==== RECORD EXCERPTS ====

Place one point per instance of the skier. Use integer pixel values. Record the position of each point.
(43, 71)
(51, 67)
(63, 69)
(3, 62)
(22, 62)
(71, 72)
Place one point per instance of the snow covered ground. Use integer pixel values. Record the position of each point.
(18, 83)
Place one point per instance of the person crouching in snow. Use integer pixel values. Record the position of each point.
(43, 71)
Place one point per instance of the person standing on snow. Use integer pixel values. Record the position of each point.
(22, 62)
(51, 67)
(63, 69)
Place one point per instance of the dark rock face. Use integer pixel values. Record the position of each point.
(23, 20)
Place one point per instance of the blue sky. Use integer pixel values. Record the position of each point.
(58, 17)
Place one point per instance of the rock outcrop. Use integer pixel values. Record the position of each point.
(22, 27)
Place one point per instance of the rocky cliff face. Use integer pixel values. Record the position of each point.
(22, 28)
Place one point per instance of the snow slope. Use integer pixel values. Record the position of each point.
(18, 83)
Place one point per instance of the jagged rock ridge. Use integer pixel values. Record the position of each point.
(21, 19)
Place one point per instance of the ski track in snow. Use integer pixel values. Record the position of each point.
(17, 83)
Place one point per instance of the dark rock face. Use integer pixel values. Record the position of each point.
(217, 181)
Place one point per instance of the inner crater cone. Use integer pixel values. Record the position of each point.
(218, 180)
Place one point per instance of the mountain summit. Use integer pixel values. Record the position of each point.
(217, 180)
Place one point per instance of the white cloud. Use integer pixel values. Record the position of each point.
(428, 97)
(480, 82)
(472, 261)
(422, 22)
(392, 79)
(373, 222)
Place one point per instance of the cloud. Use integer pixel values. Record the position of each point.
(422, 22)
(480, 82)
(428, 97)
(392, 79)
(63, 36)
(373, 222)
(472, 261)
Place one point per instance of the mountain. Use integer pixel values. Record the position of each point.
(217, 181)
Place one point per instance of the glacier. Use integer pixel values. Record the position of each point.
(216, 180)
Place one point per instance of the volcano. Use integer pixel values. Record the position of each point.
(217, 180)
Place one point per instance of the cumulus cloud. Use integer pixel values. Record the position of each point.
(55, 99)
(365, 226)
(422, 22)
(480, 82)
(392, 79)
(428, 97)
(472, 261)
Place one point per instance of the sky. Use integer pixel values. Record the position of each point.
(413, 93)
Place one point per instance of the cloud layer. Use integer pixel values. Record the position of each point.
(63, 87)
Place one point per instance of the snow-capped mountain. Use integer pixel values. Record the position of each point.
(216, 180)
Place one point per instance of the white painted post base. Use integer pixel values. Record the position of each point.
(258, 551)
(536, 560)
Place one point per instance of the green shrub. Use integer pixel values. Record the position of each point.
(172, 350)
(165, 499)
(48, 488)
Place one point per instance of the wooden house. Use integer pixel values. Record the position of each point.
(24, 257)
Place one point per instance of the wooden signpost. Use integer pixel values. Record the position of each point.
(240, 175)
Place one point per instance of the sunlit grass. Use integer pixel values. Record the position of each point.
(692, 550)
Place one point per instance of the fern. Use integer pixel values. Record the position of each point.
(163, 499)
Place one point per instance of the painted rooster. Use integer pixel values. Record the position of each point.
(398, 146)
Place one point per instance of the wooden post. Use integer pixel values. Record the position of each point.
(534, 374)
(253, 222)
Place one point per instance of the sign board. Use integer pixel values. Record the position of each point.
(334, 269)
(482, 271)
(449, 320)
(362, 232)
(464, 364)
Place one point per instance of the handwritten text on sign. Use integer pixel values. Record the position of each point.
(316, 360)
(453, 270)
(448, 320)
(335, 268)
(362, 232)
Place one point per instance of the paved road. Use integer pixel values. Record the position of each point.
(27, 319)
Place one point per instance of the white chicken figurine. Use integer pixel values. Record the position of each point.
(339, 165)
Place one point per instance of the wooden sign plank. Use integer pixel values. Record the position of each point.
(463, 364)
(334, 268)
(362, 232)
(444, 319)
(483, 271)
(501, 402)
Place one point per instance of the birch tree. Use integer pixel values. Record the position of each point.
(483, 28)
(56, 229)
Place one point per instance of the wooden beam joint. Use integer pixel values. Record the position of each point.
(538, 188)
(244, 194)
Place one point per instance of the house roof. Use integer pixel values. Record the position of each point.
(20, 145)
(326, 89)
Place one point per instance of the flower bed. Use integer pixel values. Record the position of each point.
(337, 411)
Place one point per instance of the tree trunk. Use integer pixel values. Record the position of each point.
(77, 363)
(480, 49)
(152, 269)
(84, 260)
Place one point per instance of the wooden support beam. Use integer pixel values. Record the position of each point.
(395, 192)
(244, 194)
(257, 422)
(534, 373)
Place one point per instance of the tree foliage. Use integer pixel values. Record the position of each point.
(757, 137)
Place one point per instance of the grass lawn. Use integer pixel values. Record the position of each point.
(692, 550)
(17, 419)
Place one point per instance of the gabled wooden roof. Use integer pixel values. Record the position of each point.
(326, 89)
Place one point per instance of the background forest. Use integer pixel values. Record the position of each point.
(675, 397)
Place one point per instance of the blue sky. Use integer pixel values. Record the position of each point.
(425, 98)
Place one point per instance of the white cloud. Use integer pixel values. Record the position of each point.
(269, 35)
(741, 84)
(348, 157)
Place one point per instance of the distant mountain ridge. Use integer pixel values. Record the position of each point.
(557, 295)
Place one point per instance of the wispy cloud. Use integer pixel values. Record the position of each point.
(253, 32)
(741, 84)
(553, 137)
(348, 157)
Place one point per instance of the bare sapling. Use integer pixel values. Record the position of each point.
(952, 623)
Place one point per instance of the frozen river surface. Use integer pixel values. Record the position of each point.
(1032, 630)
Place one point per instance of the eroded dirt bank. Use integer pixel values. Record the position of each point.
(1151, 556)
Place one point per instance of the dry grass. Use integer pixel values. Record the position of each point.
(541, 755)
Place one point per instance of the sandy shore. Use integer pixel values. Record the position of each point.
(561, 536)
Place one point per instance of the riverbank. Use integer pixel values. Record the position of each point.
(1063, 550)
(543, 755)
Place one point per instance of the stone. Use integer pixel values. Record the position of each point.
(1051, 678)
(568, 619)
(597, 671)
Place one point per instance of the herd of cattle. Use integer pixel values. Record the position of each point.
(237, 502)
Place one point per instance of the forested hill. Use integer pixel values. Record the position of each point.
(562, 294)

====

Print the records once more, exactly as they were given.

EXERCISE SOLUTION
Place one point per instance of the skier. Use integer pixel values. Record the position of each point.
(43, 71)
(51, 67)
(63, 69)
(3, 62)
(22, 62)
(71, 72)
Place one point per instance of the snow covered ground. Use integer pixel values. Record the position of each point.
(18, 83)
Place one point per instance of the person crouching in snow. Use integer pixel values. Record the position of each point.
(43, 71)
Place one point per instance of the person standing on snow. Use integer pixel values. Record the position of each point.
(22, 62)
(51, 67)
(63, 69)
Place one point per instance of the dark rock face. Use integer pixel values. Record the position of each point.
(23, 20)
Place one point per instance of the blue sky. Use integer pixel values. Record the position of each point.
(58, 17)
Place one point per instance of the rock outcrop. Use integer pixel values. Record the position of each point.
(22, 27)
Place one point per instance of the rocky cliff face. Use integer pixel values. Record the position of each point.
(22, 28)
Place one point per instance of the snow slope. Use integer pixel values. Record the position of each point.
(18, 83)
Place one point per instance of the jagged rock ridge. Use integer pixel values. Record the position of each point.
(21, 19)
Place one point per instance of the ski track in snow. Use integer pixel values. Record the position of each point.
(17, 83)
Place one point per instance of the dark rock face. Use integer pixel values. Record the position of each point.
(217, 181)
Place one point per instance of the inner crater cone. Use integer pixel values. Record the position of each point.
(218, 180)
Place one point per instance of the mountain summit. Use integer pixel values. Record the position of each point.
(217, 180)
Place one point per instance of the white cloud. Use integer pixel values. Record the position of each point.
(428, 97)
(480, 82)
(472, 261)
(422, 22)
(392, 79)
(373, 222)
Place one point per instance of the cloud. Use integer pixel values. Record the position of each point.
(422, 22)
(480, 82)
(428, 97)
(392, 79)
(63, 36)
(373, 222)
(472, 261)
Place one point per instance of the mountain. Use integer pixel values. Record the position of each point.
(217, 181)
Place one point per instance of the glacier. Use integer pixel values. Record the position of each point.
(216, 180)
Place one point per instance of the volcano. Use integer pixel values. Record the position of each point.
(217, 180)
Place one point per instance of the cumulus cloud. Use integer pixel values. Record the position of each point.
(55, 99)
(365, 226)
(422, 22)
(480, 82)
(392, 79)
(428, 97)
(472, 261)
Place one point per instance of the sky. Use integer pixel values. Record the position of each point.
(413, 93)
Place one point per instance of the cloud layer. Use integer pixel values. Record the position of each point.
(63, 87)
Place one point per instance of the snow-capped mountain. Use integer pixel values. Record the position of each point.
(216, 180)
Place one point per instance of the white painted post base. Use integer pixel values. Record the position of each point.
(258, 551)
(536, 560)
Place one point per instance of the green shrub. Use integer pixel values. Record the position of each point.
(172, 350)
(165, 499)
(48, 488)
Place one point per instance of the wooden house. Use integer pixel values. Record the position of each point.
(24, 257)
Place one point per instance of the wooden signpost. Use integer pixel values. Record the position of each point.
(240, 175)
Place one point per instance of the sunlit grass. Use integer pixel values. Record the position of each point.
(692, 550)
Place one point per instance of the fern. Use integer pixel values. Record the position of each point.
(163, 499)
Place one point per instance of the painted rooster. Use integer pixel values. Record the position of each point.
(398, 146)
Place one point per instance of the wooden post. Use integer pixel values. Record the position of each point.
(534, 374)
(253, 222)
Place one point per instance of the sign board. Use integer pixel values. Record the position of each point.
(334, 269)
(482, 271)
(449, 320)
(362, 232)
(464, 364)
Place one point per instance of the handwritten text on sign. Use integer pixel values. Record the position of each point.
(316, 360)
(453, 270)
(448, 320)
(335, 268)
(362, 232)
Place one point per instance of the paved road. Use integer pixel values. Record the position of each point.
(27, 319)
Place one point per instance of the white chicken figurine. Use integer pixel values. Record the position of each point.
(339, 165)
Place one point per instance of the wooden sign plank. Use integer pixel values. Record the position of each point.
(463, 364)
(334, 268)
(362, 232)
(444, 319)
(483, 271)
(501, 402)
Place one point per instance of the birch tree. Use integer pixel values. Record the position of each point.
(483, 28)
(56, 229)
Place one point per instance of the wooden beam joint. Use integer pixel values. Record the position of each point.
(538, 188)
(244, 194)
Place one point per instance of the house roof. Use integer pixel values. Record the position of each point.
(20, 145)
(326, 89)
Place one point per instance of the flower bed. Use integer pixel values. Record the position of each point.
(337, 411)
Place one point per instance of the tree trunk. Use integer pixel values. Record the position of each point.
(77, 363)
(480, 49)
(152, 269)
(84, 260)
Place one point per instance of the wooden support beam. Use integer pixel values. Record the position of each point.
(395, 192)
(244, 194)
(257, 422)
(534, 373)
Place one point per instance of the tree foliage. Use integer pixel values. Record the position of each point.
(757, 137)
Place one point per instance of the grass lawn. Use integer pixel values. Record the position of each point.
(692, 550)
(17, 419)
Place one point per instance of the gabled wooden roof. Use integer pixel values. Record the position of each point.
(326, 89)
Place one point per instance of the background forest. Use integer pixel values. Record the position of each point.
(675, 397)
Place one point per instance of the blue sky. Use integer pixel values. Record the position of each point.
(425, 98)
Place one point per instance of the white cloud. Use integer pixel values. Record the position of each point.
(269, 35)
(741, 84)
(348, 157)
Place one point per instance of the distant mountain ridge. Use integer pixel values. Record the position of each point.
(557, 295)
Place one point per instance of the wispy cloud. Use integer pixel values. Record the position of each point.
(253, 32)
(741, 84)
(553, 137)
(348, 157)
Place one point per instance of the bare sapling. Use integer pixel values. Record the position of each point.
(952, 623)
Place one point per instance of the frozen river surface. Use integer pixel values. Record the position of each point.
(1032, 630)
Place one point per instance of the eroded dirt bank. Use integer pixel values. Record the position of each point.
(1151, 556)
Place one point per instance of the dry grass. Use integer pixel values. Record the position of each point.
(541, 755)
Place one point per instance of the sandy shore. Use integer pixel values. Record the position of each point.
(561, 536)
Place one point per instance of the riverbank. Use integer pixel values. Record the position of each point.
(1063, 550)
(543, 755)
Place one point per instance of the stone. Use integer pixel values. Record the position of each point.
(1051, 678)
(568, 619)
(597, 671)
Place one point per instance of the herd of cattle. Use integer pixel values. Record the position of each point.
(237, 502)
Place one point per instance of the forested hill. Use integer pixel values. Record the position of each point.
(562, 294)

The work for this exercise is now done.